Your instructions
Could you tally the lines of the entries that carry the string "below"? Reply with the number and nothing more.

Data listing
################

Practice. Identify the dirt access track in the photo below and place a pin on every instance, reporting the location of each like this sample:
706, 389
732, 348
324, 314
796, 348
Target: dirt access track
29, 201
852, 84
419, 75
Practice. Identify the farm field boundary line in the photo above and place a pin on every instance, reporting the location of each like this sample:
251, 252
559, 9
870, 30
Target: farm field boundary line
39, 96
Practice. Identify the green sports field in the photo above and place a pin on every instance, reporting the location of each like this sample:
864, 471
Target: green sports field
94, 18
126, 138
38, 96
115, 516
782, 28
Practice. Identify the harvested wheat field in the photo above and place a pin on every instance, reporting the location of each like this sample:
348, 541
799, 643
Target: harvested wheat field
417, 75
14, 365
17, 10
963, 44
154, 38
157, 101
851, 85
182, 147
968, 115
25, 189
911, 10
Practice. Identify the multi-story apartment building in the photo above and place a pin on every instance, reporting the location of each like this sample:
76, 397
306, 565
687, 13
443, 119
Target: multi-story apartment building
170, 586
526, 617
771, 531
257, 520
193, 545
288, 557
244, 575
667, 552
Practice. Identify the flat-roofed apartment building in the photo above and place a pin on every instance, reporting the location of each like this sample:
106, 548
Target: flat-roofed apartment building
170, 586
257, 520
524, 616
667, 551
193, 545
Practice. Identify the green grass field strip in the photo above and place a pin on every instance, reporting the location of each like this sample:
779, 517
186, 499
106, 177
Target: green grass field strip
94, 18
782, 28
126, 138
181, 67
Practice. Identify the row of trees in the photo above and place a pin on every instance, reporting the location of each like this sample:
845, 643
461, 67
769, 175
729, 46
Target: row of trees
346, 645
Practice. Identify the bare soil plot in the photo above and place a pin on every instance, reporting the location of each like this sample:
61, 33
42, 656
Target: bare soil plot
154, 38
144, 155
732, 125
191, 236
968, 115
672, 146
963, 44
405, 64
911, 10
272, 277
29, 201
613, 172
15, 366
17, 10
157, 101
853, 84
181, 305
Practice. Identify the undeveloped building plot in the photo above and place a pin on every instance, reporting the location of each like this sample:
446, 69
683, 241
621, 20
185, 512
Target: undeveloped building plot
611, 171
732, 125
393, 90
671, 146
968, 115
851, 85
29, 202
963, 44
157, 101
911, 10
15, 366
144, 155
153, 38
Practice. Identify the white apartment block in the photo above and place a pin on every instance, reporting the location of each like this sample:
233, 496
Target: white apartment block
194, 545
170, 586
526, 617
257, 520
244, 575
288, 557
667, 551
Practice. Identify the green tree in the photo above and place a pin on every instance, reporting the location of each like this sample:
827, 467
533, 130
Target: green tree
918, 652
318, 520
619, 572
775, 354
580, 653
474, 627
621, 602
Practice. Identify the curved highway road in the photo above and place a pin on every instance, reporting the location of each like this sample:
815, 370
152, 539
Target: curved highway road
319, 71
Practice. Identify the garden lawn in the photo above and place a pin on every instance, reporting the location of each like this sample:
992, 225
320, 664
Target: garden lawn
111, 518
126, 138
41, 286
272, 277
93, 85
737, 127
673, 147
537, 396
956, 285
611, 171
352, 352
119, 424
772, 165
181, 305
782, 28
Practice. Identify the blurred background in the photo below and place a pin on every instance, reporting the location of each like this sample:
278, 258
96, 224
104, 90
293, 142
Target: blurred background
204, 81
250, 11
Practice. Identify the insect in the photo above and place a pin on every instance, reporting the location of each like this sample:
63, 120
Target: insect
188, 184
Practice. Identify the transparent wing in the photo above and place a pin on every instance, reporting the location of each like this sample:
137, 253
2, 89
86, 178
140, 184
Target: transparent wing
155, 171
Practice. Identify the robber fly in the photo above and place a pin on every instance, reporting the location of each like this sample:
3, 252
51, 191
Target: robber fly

################

Reply
2